╔══
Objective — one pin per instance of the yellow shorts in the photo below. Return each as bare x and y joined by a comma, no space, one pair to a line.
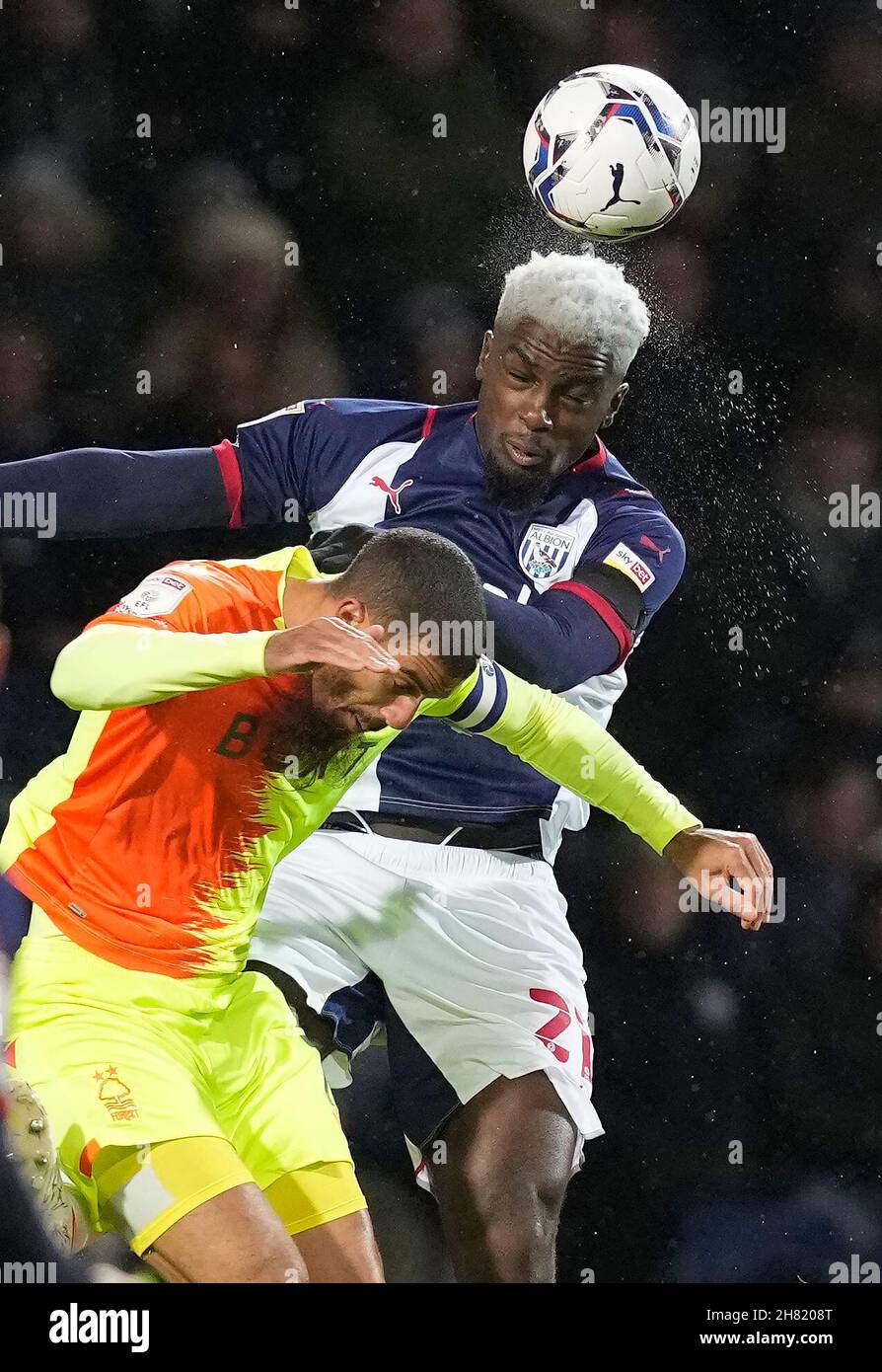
165,1093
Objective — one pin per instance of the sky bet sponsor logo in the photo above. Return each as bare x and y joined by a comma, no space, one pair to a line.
634,569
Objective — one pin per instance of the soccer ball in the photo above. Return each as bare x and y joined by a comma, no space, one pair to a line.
612,152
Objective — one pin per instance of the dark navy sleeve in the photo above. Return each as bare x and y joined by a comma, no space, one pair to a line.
553,643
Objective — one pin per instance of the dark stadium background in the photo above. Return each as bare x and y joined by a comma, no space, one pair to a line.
315,125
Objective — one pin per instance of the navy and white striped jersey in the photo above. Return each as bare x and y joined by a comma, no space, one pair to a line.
389,463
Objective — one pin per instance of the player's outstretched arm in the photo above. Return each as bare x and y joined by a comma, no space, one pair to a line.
112,665
571,748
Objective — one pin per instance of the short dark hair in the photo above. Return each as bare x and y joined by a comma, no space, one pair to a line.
404,572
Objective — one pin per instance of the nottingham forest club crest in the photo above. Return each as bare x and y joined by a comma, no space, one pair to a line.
544,552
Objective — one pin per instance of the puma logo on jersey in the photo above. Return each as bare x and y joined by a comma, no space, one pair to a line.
393,492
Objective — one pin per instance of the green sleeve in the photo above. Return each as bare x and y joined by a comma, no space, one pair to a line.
112,665
566,746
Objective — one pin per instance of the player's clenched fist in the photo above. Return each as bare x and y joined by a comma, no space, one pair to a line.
328,641
712,858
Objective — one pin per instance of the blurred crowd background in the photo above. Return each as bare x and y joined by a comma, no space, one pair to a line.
740,1077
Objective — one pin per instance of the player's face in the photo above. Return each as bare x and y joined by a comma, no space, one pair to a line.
542,402
368,700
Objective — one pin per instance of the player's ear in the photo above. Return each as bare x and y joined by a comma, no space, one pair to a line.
615,405
351,611
484,354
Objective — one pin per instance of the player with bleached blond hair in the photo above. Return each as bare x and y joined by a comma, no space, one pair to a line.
427,903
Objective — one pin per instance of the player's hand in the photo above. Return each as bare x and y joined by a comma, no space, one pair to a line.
333,549
328,641
712,858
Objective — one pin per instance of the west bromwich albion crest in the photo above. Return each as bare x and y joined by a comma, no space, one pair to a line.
544,552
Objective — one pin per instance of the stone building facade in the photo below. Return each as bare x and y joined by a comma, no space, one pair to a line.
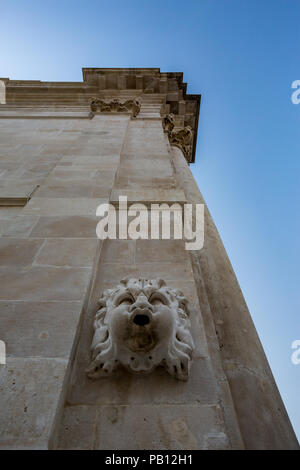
66,148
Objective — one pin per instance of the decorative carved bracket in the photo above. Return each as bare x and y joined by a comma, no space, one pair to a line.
182,138
141,324
168,123
114,106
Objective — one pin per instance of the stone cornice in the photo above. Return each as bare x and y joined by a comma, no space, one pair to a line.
166,88
115,106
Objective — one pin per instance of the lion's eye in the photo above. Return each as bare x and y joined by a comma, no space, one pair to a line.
126,301
157,300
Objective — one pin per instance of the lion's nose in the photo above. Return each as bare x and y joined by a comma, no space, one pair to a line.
╚══
• _Task to complete_
Copy exactly, please, every line from the one holding "Objective — one pin per instance of the player's ear" through the last line of the data, both ends included, and no pictures.

• _Solution for this exercise_
Objective — one pin per instance of the player's ear in the photo above. Return each as bare x and y joined by a comma, no space, one pair to a line.
615,405
351,611
484,354
Objective — one pin per instance of the player with bleached blond hair in the photo above. Return each as bare x and y joined by a comma, no space, one pair to a line.
427,903
Objective — one pin per instance of the player's hand in the photo above. Return each as bare x and y joined by a comma, no space, one pair to a line.
333,549
328,641
712,858
Objective — one pin per instance of the west bromwich albion crest in the photo above. Return each as bare x and y joined by a comma, no space, one pair to a line.
544,552
Objective — one pin per instance of the stone building facade in the photo below. Return each as bare x and y joined by a comma, no space, one pair to a line.
66,148
Objective — one pin per instance of the decorative carved bracket in the photo above. Return each as bare x and y joined by a comma, no space, one pair to a line.
182,138
141,324
168,123
114,106
Objective — one pin per instance of the stone cornice in the photo above. Return each as bare x and y joined by a comma, no space, one pair to a line.
166,88
115,106
Objective — one pin per instance of the lion's eye in the photo above. Return each as bare x and y joined by a comma, no space, one pair to a line.
126,301
157,300
Objective — one pin per instance of the lion's nose in the photo above. Return each as bare x and y joined by a comma, no space, one pair to a line.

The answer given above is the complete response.